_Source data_
------------------------------------------------------------------------

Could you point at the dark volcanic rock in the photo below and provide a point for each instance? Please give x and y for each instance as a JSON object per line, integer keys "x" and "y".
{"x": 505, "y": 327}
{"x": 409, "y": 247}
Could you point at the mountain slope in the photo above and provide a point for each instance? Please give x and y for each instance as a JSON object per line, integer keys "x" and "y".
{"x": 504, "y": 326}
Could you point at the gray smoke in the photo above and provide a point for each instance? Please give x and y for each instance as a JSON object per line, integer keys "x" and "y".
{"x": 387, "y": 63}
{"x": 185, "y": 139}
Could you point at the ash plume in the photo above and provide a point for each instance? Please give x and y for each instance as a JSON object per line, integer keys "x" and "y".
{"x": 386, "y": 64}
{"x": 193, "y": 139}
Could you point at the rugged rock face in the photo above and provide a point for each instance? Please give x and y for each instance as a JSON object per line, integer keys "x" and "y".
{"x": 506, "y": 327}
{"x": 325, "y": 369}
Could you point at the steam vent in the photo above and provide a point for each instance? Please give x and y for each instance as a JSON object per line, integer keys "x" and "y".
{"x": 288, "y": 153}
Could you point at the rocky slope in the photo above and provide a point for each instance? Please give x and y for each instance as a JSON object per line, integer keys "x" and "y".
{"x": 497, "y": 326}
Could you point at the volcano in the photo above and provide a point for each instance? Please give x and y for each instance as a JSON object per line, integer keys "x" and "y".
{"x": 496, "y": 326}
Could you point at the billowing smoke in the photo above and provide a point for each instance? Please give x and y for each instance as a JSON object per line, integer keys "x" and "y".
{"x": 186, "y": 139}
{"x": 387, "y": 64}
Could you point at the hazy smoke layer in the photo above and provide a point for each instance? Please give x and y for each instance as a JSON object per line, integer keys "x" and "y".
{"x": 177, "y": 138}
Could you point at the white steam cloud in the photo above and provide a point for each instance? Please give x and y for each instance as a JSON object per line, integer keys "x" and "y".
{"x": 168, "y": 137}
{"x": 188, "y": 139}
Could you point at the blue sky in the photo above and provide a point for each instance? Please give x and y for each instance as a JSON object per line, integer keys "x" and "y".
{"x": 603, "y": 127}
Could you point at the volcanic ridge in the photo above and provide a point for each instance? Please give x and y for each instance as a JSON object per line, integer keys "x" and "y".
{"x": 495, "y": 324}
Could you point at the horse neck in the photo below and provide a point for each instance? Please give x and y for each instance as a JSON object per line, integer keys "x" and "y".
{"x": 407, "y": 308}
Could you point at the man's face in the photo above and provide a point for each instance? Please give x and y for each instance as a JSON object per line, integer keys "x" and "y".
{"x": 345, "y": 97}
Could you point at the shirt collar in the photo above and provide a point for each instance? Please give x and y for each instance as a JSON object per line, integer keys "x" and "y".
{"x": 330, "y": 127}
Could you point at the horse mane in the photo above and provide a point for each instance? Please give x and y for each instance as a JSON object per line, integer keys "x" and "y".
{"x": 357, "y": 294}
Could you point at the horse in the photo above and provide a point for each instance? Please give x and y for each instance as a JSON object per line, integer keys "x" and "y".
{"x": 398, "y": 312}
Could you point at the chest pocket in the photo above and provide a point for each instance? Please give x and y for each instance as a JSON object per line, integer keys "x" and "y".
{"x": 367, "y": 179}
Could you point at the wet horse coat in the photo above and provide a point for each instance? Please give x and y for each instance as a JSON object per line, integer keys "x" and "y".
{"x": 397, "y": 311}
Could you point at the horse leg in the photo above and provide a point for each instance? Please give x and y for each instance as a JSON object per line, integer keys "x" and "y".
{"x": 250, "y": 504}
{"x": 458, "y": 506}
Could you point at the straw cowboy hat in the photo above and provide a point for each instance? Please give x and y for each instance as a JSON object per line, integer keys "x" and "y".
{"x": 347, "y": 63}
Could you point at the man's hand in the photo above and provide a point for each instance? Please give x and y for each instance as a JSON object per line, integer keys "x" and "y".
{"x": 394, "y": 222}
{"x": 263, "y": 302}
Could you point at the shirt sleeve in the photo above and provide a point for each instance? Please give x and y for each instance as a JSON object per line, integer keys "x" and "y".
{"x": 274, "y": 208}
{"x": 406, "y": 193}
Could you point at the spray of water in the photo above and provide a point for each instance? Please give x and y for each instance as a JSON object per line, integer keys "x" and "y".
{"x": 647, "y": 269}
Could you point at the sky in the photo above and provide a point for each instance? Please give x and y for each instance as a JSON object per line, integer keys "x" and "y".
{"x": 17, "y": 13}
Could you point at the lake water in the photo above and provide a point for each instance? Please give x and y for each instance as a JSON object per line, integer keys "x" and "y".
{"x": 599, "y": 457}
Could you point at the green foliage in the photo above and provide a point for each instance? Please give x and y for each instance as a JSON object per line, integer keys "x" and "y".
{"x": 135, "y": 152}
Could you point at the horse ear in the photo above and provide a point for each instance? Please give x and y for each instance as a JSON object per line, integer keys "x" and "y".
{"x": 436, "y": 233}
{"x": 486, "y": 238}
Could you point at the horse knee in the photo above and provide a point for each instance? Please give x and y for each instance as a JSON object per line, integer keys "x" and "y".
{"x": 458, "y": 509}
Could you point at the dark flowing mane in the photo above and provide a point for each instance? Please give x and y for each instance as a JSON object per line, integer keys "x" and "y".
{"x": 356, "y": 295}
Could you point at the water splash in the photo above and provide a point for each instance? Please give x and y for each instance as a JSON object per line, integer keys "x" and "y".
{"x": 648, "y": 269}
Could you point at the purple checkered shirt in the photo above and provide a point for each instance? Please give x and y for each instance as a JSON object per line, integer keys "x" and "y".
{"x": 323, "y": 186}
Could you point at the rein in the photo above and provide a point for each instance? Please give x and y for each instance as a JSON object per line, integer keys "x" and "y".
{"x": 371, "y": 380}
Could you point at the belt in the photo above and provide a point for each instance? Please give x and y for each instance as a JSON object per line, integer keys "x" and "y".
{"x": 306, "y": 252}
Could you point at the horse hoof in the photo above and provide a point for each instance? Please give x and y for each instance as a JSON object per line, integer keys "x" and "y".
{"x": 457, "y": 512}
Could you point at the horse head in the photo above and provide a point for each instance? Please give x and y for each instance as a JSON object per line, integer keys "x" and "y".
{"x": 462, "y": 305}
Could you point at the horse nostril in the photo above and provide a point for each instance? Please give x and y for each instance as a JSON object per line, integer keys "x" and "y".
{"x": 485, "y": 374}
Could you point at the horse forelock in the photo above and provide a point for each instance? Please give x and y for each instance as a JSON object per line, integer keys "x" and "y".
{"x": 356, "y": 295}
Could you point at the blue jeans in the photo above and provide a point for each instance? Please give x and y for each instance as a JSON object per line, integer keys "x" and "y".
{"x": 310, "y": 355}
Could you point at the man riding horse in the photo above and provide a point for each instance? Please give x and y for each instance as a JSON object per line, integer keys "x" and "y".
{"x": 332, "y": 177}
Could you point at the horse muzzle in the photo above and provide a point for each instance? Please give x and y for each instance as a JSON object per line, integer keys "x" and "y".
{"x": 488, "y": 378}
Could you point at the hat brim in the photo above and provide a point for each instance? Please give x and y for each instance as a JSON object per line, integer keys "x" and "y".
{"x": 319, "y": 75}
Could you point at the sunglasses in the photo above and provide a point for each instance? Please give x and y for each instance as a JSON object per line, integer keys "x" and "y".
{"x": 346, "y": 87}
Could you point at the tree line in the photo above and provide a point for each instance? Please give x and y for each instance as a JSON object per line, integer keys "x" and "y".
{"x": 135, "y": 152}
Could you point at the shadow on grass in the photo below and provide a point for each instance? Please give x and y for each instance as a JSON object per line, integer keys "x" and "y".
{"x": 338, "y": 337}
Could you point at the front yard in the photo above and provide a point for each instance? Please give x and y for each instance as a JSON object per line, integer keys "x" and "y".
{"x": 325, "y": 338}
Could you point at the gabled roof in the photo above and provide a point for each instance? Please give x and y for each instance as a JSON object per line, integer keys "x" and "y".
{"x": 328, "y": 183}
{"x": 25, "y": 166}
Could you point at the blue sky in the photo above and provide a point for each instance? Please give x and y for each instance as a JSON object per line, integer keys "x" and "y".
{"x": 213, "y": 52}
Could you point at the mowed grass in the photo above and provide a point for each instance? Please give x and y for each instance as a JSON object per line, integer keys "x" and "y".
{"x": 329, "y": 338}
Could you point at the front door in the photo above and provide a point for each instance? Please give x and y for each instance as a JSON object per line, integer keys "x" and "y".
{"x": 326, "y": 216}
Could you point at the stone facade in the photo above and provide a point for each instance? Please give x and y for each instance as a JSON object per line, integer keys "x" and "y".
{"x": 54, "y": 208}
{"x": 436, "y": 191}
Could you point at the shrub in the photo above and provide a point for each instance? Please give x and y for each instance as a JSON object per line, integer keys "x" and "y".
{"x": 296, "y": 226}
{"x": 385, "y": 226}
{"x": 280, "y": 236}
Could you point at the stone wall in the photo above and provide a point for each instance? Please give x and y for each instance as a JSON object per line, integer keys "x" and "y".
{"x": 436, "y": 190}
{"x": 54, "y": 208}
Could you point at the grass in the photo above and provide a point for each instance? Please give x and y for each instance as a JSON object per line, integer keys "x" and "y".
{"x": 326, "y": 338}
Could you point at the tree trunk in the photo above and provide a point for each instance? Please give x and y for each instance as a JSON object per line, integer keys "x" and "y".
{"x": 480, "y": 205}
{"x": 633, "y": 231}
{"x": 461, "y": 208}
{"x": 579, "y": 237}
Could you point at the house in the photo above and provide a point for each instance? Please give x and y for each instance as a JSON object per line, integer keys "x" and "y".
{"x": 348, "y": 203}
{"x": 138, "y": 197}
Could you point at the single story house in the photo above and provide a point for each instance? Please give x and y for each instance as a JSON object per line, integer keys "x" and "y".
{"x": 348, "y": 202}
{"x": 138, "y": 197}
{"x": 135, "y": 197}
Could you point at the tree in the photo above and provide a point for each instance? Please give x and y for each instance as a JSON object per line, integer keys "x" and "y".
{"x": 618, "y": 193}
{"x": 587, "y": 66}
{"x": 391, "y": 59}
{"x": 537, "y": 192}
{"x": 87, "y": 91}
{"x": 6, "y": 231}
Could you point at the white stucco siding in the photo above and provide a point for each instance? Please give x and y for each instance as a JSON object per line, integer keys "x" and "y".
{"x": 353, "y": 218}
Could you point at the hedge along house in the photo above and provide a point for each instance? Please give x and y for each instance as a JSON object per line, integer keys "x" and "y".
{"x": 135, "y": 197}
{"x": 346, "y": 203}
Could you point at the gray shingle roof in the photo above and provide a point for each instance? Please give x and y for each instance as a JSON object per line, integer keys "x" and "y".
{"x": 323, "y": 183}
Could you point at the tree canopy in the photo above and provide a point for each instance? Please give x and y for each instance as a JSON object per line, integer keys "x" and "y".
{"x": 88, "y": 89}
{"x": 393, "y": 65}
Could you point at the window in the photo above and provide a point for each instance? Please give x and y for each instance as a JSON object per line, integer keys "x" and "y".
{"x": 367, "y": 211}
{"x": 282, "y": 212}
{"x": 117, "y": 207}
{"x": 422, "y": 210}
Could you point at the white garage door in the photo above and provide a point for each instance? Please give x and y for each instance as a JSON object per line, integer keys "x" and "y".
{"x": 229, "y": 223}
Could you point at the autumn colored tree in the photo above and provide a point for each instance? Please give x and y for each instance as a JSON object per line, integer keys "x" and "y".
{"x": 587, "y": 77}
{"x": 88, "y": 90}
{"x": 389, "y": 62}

------------------------------------------------------------------------

_Instruction_
Extract every line from the one with "Could you point at the gray shingle" down to the final line above, both included, exactly as written.

_Task output_
Could you point at the gray shingle roof in the photo above and provide a point for each instance? Please give x and y for each instance as a JSON object per line, integer keys "x" and "y".
{"x": 323, "y": 183}
Could you point at the tree canopy in the photo above and provide a point for each instance? Please give x and y for each instance as a JSON object per line, integer keys "x" and "y".
{"x": 88, "y": 89}
{"x": 393, "y": 65}
Could you point at the window in the photo above and provide a point for each instance? Please give x and y for each instance as a JSON object per line, integer keys "x" and "y".
{"x": 367, "y": 211}
{"x": 282, "y": 212}
{"x": 117, "y": 207}
{"x": 422, "y": 210}
Could you point at the white garage door in the photo above and provide a point for each instance? Please give x and y for each instance as a JSON object per line, integer keys "x" and "y".
{"x": 229, "y": 223}
Could you point at the autumn colored tree in the photo above and provide a point for each instance? Please give x and y for each instance as a JSON object per line, integer keys "x" and "y".
{"x": 587, "y": 77}
{"x": 88, "y": 90}
{"x": 389, "y": 62}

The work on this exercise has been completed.